Can you copy out the forum thread below about feeding pet mice, word for word and in full?

### Given passage
↓↓↓

I feed it mixed with some wild bird seed but it makes up the bulk of the diet:









My mice are looking in peak condition, lovely and shiny, and the babies are growing up bigger and fatter than they have for a while. It costs between £12 and £15 for 15kg, depending on where you get it from.

http://www.vitalinpetfood.co.uk/mal...nCompletePetFood/_ORIGINAL 15/283512/Original


----------



## Mark (Oct 3, 2008)

Bloody heck we must be on the same brain wave lenght Sarah, i kid you not i was actually looking at this dog while at Batleys today! Wish id have bought sone now!


----------



## SarahY (Nov 6, 2008)

Ah you see, that's the Dutch breeder brain  :lol:


----------



## Mark (Oct 3, 2008)

↑↑↑

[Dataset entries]
↓↓↓

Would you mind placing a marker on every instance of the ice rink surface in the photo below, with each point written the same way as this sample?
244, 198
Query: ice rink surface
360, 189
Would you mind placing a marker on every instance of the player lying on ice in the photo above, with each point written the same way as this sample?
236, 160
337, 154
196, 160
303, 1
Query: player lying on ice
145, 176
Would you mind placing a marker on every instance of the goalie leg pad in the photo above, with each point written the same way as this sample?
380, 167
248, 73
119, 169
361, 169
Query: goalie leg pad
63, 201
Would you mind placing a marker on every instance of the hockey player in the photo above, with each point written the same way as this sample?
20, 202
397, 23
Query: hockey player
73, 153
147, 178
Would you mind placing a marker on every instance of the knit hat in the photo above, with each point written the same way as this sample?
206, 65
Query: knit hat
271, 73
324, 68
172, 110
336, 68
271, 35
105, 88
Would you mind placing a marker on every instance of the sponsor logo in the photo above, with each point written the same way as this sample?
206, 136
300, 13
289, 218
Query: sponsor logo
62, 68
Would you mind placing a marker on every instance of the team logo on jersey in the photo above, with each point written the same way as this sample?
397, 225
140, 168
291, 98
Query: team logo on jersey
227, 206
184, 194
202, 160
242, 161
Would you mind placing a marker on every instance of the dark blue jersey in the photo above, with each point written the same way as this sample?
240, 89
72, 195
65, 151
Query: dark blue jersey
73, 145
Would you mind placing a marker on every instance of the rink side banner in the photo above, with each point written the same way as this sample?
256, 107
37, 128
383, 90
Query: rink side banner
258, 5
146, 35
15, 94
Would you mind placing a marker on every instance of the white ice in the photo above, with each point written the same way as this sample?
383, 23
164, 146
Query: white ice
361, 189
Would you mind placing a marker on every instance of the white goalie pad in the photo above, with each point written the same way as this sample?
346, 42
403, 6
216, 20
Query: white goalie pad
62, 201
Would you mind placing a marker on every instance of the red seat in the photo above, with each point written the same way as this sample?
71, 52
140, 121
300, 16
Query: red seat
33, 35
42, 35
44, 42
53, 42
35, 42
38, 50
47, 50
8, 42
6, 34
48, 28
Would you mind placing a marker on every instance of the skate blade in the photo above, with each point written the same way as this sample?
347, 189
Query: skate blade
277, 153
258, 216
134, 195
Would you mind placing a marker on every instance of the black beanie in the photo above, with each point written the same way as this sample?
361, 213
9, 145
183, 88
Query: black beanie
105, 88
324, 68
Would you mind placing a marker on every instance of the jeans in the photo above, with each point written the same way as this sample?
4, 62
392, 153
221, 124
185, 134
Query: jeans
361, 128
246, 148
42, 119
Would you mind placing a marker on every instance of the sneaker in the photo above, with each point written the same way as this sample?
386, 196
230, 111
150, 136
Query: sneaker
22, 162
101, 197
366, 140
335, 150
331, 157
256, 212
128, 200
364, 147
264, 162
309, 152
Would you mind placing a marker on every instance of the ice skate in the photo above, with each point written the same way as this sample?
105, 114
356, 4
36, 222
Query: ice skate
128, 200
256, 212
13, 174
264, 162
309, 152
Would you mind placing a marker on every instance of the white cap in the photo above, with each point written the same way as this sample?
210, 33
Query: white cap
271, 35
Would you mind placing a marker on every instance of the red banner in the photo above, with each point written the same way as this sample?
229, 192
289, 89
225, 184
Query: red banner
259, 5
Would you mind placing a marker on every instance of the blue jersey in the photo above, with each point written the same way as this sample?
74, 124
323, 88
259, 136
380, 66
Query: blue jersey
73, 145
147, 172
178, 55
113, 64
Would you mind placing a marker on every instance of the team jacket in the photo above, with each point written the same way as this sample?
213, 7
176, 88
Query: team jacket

↑↑↑
↓↓↓

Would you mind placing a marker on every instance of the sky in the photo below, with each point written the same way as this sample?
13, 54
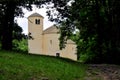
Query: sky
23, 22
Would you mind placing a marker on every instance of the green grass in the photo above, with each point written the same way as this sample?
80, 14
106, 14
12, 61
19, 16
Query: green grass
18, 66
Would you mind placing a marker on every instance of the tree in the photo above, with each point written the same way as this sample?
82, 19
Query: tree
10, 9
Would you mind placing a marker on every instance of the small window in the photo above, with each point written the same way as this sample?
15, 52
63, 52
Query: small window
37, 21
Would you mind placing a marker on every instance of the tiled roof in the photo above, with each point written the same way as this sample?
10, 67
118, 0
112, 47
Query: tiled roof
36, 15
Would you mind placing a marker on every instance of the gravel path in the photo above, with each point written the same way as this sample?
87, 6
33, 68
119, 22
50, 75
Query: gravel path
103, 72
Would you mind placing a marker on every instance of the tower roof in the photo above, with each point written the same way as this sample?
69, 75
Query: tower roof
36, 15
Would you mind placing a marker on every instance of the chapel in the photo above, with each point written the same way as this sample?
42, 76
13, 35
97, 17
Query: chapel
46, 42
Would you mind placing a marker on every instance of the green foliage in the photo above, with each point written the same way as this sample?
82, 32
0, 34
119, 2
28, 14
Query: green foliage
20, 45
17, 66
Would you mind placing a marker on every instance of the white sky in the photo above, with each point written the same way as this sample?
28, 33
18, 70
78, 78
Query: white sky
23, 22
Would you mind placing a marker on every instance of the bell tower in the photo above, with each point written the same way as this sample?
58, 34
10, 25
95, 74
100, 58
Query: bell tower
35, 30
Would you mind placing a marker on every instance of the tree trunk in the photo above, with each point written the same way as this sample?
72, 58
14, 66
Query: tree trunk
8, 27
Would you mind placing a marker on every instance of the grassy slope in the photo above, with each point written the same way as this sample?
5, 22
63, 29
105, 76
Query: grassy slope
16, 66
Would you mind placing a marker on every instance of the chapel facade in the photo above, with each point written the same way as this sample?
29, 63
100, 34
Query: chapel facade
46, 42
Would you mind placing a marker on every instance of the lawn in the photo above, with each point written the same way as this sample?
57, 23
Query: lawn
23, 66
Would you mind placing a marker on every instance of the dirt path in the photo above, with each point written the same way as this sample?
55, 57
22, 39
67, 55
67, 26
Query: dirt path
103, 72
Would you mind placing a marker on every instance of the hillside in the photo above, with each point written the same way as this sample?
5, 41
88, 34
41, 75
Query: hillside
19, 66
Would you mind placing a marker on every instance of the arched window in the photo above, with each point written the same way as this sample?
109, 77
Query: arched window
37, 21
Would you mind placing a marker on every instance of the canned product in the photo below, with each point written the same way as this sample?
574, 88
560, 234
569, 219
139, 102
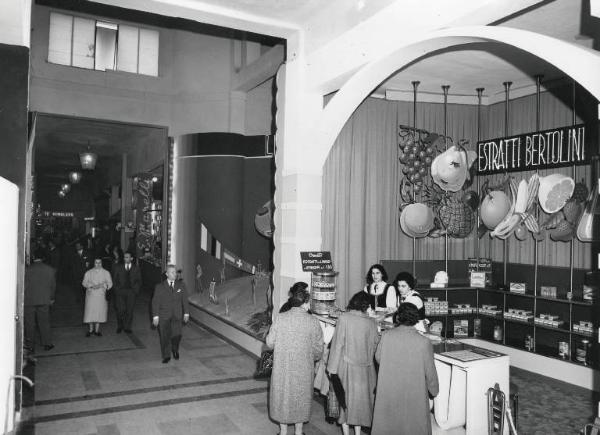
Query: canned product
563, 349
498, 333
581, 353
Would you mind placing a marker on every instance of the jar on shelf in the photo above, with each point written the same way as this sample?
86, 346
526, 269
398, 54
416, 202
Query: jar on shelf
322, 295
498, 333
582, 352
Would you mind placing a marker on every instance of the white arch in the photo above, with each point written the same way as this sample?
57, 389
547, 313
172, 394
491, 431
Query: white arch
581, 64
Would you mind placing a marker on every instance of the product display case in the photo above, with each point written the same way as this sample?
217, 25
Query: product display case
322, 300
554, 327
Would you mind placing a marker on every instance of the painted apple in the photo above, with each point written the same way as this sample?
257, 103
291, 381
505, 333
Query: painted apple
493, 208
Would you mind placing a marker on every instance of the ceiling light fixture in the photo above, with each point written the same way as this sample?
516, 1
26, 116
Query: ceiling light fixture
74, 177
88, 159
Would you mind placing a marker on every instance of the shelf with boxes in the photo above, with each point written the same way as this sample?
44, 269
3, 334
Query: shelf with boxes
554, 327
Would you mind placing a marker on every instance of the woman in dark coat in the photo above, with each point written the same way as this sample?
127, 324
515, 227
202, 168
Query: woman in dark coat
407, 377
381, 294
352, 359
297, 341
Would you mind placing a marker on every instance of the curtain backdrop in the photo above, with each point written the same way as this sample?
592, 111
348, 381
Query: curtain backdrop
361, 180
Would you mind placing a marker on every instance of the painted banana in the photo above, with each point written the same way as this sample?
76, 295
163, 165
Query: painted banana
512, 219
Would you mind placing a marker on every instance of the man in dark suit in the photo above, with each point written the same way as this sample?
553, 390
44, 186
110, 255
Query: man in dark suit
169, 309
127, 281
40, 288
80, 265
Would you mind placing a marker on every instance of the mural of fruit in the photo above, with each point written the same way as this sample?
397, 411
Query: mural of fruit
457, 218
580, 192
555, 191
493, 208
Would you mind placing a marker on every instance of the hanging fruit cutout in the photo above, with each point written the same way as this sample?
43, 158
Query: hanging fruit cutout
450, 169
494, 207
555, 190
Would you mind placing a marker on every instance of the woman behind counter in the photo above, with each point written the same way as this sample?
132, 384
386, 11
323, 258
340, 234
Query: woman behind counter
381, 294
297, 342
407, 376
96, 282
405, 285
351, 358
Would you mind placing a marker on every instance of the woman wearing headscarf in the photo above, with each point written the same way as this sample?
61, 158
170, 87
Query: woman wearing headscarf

↑↑↑
↓↓↓

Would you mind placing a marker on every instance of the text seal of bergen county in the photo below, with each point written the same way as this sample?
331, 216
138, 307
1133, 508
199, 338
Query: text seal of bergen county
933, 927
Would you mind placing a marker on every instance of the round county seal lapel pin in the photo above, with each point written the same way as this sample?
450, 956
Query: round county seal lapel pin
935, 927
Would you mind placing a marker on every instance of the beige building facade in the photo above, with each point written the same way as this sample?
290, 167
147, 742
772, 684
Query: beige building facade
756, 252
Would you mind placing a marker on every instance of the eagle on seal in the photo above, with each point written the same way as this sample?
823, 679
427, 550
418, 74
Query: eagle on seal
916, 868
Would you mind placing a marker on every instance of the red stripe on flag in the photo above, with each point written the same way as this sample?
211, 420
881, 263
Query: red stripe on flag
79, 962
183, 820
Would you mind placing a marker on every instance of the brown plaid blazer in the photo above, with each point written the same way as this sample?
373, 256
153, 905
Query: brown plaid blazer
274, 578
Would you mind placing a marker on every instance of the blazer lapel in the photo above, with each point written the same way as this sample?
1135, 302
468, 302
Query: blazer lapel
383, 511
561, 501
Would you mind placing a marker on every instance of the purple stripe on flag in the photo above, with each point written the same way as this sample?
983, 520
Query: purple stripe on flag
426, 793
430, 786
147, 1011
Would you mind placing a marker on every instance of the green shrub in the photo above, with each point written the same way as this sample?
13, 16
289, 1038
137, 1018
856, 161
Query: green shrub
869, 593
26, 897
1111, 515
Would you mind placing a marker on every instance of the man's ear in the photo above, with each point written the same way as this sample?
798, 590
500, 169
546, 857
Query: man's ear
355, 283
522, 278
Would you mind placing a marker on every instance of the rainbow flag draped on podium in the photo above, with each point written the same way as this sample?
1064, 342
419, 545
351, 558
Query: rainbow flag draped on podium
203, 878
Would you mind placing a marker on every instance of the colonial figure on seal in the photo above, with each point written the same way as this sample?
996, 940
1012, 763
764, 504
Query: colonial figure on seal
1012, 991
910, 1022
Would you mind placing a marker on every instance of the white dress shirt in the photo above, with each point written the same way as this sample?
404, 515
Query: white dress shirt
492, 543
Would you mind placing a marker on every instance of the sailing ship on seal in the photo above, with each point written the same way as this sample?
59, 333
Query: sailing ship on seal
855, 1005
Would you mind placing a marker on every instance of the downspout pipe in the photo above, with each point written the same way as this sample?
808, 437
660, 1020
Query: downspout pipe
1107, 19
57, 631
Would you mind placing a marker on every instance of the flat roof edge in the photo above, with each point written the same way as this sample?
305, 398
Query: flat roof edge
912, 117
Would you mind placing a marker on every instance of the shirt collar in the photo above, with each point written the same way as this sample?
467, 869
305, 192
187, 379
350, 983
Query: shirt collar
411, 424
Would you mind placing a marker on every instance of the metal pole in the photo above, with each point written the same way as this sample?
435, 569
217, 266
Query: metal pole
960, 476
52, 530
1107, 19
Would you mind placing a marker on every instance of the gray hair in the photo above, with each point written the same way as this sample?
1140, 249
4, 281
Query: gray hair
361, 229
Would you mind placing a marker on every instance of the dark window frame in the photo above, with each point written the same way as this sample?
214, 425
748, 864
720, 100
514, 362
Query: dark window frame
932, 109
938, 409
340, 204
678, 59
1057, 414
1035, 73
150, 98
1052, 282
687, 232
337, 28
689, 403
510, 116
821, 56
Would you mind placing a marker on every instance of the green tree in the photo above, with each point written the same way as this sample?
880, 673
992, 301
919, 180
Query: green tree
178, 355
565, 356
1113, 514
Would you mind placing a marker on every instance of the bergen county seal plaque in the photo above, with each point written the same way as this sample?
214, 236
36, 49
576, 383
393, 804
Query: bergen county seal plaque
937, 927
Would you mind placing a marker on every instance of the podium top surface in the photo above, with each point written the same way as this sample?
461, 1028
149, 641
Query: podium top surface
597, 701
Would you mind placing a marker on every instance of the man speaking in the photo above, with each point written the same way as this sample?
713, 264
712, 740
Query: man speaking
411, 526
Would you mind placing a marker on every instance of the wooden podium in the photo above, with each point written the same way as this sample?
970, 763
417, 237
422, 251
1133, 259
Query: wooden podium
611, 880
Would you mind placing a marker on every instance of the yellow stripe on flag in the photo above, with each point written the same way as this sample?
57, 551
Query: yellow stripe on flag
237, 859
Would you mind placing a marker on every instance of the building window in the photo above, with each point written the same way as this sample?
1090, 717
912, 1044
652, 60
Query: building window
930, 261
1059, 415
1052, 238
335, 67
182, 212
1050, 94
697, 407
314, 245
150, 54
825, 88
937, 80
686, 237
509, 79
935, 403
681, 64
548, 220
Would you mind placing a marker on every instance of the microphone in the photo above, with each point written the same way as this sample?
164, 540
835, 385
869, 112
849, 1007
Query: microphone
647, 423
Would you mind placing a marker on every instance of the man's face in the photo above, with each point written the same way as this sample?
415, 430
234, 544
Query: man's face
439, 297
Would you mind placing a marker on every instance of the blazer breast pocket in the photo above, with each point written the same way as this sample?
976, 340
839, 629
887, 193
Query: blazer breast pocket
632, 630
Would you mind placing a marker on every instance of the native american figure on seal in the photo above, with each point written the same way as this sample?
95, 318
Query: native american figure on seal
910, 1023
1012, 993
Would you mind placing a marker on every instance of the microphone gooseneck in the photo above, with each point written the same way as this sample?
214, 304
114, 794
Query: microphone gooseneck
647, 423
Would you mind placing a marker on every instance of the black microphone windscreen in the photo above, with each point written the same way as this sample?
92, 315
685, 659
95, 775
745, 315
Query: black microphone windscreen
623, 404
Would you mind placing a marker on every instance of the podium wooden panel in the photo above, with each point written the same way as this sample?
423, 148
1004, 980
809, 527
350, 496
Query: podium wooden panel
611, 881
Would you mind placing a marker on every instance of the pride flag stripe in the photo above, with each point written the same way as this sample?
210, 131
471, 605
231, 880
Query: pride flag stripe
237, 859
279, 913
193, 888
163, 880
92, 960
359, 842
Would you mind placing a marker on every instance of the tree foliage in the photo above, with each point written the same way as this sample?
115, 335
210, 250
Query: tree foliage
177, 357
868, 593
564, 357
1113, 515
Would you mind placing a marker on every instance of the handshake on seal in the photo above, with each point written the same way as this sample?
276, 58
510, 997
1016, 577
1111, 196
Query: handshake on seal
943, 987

↑↑↑

### Exercise answer
I feed it mixed with some wild bird seed but it makes up the bulk of the diet:









My mice are looking in peak condition, lovely and shiny, and the babies are growing up bigger and fatter than they have for a while. It costs between £12 and £15 for 15kg, depending on where you get it from.

http://www.vitalinpetfood.co.uk/mal...nCompletePetFood/_ORIGINAL 15/283512/Original


----------



## Mark (Oct 3, 2008)

Bloody heck we must be on the same brain wave lenght Sarah, i kid you not i was actually looking at this dog while at Batleys today! Wish id have bought sone now!


----------



## SarahY (Nov 6, 2008)

Ah you see, that's the Dutch breeder brain  :lol:


----------



## Mark (Oct 3, 2008)